## [SUPPLIED PASSAGE]
Start of Block

No End in Sight for 12-year-long Land Dispute
Khmer Times/Aisha Down
Sunday, 31 January 2016
Four
indigenous Tampoun villagers from Pa’oh village were questioned in
Ratanakkiri provincial court again on Thursday, as criminal
investigations continue regarding 11 suspects in a land dispute that has
now lasted over a decade. The charges this time are encroachment.
Kwai
Lal, Kwah Thieuv, Kwah Chieuv, Rocham Phen, and seven others from Pa’oh
face up to two years in prison if they are convicted of trespassing on
land in Bar Kaev district’s Keh Chong that they maintain is theirs.
After nine years of being called to court repeatedly, the men say they
are exhausted, and still afraid of sudden arrest each time they make the
fifty-kilometer journey to Ban Lung. But, with fields of rubber
surrounding all but one side of their village, they say they have no
choice but to protect what they have left.
The
trouble started in 2004, says Thieng Vy, a schoolteacher in Pa’oh and
one of the accused. Their village had been on the land since 1979,
subsisting on traditional rotating agriculture, moving their fields
every two to three years according to Tampoun custom.
In
2004, he says, outsiders from three nearby Khmer villages, Lakhon,
Lahon, and Sakrieng, began to encroach on some 184 hectares of Pa’oh’s
land.
“They
were cutting wood for someone quite wealthy,” says Mr. Vy. “Before, the
land had a lot of forest on it, as well as our fields.”
Pa’oh’s
villagers tried to fight back, seizing and confiscating chainsaws and
giving them to the Forestry Administration. Khmer villagers from nearby
kept on cutting. “They went at our trees with knives and saws,” says Mr.

End of Block

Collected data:

Start of Block

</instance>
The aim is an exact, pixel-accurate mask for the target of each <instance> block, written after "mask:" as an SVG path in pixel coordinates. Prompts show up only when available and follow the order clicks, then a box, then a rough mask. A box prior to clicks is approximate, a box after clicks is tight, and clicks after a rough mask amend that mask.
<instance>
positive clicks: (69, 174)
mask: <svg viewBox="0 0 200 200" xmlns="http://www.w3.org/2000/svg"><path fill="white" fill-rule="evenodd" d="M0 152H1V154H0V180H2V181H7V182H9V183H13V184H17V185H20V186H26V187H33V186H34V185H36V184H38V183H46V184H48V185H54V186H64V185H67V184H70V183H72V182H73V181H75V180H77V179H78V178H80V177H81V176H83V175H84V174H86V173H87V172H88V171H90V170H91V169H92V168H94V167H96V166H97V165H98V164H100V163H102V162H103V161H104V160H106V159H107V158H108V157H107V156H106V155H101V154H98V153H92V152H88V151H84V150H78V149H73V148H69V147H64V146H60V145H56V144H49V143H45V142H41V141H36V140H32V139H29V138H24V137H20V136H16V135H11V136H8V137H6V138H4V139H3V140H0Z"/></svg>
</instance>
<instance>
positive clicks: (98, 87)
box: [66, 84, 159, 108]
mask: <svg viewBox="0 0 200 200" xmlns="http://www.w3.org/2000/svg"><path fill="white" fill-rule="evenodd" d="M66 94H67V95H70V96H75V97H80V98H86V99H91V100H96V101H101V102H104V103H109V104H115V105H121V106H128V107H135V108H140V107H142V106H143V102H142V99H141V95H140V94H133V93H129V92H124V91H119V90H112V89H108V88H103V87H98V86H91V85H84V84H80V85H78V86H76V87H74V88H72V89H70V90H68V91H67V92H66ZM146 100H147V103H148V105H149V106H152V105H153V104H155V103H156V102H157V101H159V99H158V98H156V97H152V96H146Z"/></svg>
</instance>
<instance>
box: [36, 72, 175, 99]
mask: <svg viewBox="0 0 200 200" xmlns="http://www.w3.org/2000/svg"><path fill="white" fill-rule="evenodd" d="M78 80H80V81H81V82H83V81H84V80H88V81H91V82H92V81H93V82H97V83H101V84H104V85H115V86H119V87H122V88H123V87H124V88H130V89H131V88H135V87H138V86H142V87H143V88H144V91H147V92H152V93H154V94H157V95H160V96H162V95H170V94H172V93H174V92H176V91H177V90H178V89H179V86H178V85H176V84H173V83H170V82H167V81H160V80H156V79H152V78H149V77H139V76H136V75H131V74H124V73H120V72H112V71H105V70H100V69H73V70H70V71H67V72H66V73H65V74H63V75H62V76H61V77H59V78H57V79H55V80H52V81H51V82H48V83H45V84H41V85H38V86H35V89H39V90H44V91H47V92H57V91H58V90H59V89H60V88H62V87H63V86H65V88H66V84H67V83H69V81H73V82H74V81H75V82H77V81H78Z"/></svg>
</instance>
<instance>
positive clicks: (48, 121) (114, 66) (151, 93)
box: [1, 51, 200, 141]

End of Block

## [PROBLEM DESCRIPTION]
According to the land dispute article, in what year did Pa'oh village settle on the land?

## [EXERCISE RESPONSE]
1979